Entries from a dataset:
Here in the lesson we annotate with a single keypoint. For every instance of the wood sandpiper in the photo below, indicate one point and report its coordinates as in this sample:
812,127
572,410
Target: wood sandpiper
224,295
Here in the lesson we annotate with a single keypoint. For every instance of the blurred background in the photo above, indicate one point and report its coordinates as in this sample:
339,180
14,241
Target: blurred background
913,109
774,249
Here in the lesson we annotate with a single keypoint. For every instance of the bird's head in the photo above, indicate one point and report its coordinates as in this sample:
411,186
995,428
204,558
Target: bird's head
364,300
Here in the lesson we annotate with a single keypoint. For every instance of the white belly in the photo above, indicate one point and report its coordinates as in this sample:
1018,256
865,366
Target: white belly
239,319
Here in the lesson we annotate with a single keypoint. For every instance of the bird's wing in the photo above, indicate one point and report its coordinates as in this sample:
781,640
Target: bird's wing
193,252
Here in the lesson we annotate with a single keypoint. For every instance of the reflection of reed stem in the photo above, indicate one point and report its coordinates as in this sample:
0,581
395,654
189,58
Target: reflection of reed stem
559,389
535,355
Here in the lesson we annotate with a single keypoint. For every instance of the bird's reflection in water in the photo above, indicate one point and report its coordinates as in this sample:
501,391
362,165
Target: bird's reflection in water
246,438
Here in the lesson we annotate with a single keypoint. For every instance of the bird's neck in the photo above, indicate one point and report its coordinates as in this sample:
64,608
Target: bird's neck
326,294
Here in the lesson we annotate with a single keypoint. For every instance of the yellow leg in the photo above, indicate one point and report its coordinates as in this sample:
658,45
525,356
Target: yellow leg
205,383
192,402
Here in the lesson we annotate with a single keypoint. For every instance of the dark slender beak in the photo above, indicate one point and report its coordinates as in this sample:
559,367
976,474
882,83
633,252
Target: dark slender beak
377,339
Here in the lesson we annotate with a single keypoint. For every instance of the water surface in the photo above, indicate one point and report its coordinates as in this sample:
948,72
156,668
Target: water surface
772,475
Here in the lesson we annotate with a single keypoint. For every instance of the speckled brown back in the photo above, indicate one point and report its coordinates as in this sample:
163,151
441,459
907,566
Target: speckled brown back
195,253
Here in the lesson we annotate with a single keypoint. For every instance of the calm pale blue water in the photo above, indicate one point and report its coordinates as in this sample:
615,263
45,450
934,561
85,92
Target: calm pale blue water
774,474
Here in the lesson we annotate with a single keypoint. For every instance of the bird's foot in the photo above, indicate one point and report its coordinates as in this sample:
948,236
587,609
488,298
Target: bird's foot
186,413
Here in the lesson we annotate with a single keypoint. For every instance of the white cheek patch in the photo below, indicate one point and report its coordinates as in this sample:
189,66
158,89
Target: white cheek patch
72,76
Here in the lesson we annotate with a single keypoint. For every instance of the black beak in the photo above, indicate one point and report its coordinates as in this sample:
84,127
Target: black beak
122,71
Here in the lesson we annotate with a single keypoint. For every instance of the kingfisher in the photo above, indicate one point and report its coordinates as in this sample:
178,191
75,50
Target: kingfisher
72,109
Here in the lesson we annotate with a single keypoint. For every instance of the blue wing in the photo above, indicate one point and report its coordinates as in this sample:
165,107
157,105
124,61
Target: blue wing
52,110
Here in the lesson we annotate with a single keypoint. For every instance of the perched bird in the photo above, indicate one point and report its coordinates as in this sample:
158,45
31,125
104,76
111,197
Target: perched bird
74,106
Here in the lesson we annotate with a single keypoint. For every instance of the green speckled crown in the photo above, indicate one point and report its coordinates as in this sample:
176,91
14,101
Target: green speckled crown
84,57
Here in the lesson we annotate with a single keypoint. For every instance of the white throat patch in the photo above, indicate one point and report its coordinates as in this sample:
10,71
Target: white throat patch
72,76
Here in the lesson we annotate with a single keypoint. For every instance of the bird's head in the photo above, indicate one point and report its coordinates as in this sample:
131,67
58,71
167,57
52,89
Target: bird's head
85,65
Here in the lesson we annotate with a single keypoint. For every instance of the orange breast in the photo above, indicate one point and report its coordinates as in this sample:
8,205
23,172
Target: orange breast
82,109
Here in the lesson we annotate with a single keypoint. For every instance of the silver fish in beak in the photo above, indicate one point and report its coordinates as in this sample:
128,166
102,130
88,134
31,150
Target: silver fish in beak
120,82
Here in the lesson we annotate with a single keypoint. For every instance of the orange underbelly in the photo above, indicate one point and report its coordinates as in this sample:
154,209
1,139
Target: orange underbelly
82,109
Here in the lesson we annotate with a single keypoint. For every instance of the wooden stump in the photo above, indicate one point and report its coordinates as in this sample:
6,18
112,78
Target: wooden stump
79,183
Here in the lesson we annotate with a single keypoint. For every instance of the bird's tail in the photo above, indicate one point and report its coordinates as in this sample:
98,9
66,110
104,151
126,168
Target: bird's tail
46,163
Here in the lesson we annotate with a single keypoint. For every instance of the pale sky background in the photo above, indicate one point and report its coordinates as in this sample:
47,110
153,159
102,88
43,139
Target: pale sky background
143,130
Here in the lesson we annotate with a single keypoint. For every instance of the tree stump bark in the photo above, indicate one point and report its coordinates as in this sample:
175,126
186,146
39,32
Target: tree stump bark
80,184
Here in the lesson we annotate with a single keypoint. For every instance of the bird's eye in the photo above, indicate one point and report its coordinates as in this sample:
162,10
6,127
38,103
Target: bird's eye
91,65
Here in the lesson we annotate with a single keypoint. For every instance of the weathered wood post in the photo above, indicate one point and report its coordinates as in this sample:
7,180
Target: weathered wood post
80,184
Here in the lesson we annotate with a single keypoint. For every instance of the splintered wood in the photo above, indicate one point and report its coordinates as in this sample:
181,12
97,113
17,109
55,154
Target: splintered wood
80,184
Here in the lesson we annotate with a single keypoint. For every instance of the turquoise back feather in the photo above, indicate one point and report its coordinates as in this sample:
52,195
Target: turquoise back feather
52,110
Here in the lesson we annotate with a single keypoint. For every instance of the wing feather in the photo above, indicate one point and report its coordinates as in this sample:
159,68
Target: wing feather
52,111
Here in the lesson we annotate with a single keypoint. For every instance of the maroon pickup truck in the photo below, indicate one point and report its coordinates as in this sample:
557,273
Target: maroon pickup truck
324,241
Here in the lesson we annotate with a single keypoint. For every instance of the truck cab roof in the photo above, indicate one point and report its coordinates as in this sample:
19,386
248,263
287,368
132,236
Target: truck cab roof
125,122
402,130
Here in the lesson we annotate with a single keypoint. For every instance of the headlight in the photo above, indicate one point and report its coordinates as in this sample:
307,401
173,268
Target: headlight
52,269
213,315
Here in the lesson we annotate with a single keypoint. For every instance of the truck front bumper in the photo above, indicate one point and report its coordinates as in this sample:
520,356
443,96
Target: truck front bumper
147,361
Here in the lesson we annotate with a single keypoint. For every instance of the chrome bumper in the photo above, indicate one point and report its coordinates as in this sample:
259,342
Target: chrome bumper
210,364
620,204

What to do =
Exactly and only the lines from the one containing "of the wing" through the end of the material are to be reproduced, both ends included.

Output for this exercise =
Here in the lesson we annotate with a single keypoint. For every instance of the wing feather in the photo above, indicate one point and report its coordinates as in this sample:
159,68
Target: wing feather
52,111
Here in the lesson we annotate with a single keypoint. For every instance of the maroon pickup truck in the photo below, indicate one point and report its coordinates as in this sample:
557,273
Target: maroon pickup truck
324,241
Here in the lesson we annotate with a single keypoint. For every instance of the truck cab roof in the photo above, indicate one point and report its coordinates as in this sample:
19,386
248,263
287,368
132,236
Target: truck cab roof
125,122
402,130
Here in the lesson we annotate with a single keypoint. For every instance of the headlight in the photo above, indicate one point and report its coordinates as in this sample:
307,401
173,268
Target: headlight
52,269
213,315
Here in the lesson we annotate with a single keypoint. For every instance of the truck front bumper in the photo above, indicate one point and report its coordinates as in this sample:
520,356
443,96
Target: truck front bumper
147,361
Here in the lesson we annotate with a single keypoint. For every instance of the chrome bumper in the photo above, indicate one point and report its coordinates as in this sample:
259,342
Target: chrome bumper
210,364
620,204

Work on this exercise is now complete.